- [Exercise]
Out of the records below, copy all lines in which the word "target" occurs.

- [Excerpted data]
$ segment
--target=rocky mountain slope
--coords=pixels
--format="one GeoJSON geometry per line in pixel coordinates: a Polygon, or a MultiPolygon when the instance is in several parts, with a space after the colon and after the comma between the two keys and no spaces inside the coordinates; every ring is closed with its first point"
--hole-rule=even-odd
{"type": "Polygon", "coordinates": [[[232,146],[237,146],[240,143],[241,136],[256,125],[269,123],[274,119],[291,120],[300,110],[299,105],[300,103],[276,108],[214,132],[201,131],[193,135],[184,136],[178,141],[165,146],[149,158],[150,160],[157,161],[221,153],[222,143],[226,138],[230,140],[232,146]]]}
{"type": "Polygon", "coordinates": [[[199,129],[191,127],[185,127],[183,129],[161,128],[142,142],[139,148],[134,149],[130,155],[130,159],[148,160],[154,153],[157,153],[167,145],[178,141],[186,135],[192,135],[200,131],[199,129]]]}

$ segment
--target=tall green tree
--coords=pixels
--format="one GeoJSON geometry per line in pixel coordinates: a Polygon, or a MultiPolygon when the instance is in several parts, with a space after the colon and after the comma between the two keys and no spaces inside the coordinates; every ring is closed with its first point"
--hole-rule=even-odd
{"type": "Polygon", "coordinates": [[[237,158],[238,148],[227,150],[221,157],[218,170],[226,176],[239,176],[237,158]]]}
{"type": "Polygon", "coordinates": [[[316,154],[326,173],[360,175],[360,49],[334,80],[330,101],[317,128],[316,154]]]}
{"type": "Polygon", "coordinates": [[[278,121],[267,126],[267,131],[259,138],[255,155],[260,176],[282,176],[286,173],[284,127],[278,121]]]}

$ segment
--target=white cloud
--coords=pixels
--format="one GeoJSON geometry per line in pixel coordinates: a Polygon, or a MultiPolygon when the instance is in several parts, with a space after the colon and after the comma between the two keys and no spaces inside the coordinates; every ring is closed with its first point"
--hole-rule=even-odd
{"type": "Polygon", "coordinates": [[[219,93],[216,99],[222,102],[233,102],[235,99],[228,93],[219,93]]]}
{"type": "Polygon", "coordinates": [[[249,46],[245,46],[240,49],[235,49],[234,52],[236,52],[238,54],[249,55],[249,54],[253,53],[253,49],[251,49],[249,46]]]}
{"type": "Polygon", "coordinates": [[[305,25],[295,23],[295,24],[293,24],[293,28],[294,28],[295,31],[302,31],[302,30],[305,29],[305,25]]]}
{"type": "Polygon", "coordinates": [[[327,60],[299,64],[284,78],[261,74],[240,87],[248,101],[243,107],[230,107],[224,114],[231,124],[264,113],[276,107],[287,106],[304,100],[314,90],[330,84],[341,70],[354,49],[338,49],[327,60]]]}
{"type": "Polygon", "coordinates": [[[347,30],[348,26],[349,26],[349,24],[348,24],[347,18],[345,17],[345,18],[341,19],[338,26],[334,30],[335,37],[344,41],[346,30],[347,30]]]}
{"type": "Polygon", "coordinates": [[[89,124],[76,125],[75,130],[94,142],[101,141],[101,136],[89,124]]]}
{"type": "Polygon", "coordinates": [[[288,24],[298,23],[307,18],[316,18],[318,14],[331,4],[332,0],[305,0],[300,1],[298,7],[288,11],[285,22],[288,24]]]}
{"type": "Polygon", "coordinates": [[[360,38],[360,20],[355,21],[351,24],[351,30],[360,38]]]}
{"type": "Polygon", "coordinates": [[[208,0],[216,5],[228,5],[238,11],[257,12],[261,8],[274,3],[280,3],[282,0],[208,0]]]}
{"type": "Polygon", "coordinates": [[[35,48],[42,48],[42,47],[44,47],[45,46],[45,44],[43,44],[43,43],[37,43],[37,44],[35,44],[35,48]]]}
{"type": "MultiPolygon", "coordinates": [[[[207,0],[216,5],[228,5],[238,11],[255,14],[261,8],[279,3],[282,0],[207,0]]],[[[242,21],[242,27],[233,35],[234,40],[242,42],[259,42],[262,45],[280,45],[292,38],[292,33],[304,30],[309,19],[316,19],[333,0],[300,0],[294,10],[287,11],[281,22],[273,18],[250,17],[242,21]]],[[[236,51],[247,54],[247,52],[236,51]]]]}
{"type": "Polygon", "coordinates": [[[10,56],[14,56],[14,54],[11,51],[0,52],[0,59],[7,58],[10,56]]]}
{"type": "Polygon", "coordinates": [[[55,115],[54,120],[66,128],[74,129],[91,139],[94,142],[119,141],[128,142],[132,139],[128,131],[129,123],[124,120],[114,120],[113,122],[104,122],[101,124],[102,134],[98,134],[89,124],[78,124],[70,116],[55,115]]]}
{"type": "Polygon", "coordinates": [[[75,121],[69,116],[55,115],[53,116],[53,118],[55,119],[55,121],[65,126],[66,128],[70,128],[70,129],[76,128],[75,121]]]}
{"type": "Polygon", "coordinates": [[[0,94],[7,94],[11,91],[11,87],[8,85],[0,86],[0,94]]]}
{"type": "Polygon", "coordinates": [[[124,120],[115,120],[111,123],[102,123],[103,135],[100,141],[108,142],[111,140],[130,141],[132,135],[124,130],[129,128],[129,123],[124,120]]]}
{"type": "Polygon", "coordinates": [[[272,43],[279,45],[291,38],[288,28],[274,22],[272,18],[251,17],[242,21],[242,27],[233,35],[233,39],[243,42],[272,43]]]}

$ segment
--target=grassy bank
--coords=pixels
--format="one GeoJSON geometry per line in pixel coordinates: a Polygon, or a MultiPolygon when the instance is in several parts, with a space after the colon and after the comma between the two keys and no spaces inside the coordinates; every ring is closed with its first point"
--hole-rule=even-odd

- [Result of the task]
--target=rocky mountain slope
--target=tall green tree
--target=white cloud
--target=grassy bank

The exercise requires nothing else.